What is being asked: Can you arrange all of the data below as a two-column CSV with the headers "input" and "output", giving each text and its answer a row of their own, with every field in double quotes and any line breaks replaced by spaces?
☆ ☆ ☆ ☆ ☆ ☆ ☆
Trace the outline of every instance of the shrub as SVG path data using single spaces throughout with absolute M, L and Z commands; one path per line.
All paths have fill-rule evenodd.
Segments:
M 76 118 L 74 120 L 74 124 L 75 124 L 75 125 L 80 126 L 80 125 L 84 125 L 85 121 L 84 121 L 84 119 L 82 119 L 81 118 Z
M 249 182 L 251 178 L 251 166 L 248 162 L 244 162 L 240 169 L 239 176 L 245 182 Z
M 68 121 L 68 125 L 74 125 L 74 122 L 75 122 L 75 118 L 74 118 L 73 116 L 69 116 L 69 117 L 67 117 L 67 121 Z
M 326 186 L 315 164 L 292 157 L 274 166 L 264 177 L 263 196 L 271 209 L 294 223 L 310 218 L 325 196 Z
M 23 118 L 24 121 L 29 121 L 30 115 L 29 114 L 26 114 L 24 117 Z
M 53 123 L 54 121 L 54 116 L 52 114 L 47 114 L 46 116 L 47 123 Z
☆ ☆ ☆ ☆ ☆ ☆ ☆
Written answer:
input,output
"Trace the outline of every instance of the shrub as SVG path data using single spaces throughout with absolute M, L and Z commands; one path per line. All paths have fill-rule evenodd. Segments:","M 76 118 L 74 120 L 74 124 L 75 124 L 75 125 L 80 126 L 80 125 L 84 125 L 85 121 L 84 121 L 84 119 L 82 119 L 81 118 Z M 249 182 L 251 178 L 251 166 L 248 162 L 244 162 L 240 169 L 239 176 L 245 182 Z M 68 121 L 68 125 L 74 125 L 74 122 L 75 122 L 75 118 L 74 118 L 73 116 L 69 116 L 69 117 L 67 117 L 67 121 Z M 326 186 L 315 164 L 292 157 L 274 166 L 264 177 L 263 196 L 271 209 L 294 223 L 310 218 L 325 196 Z M 23 118 L 24 121 L 29 121 L 30 115 L 29 114 L 26 114 L 24 117 Z M 53 123 L 54 121 L 54 116 L 52 114 L 47 114 L 46 116 L 47 123 Z"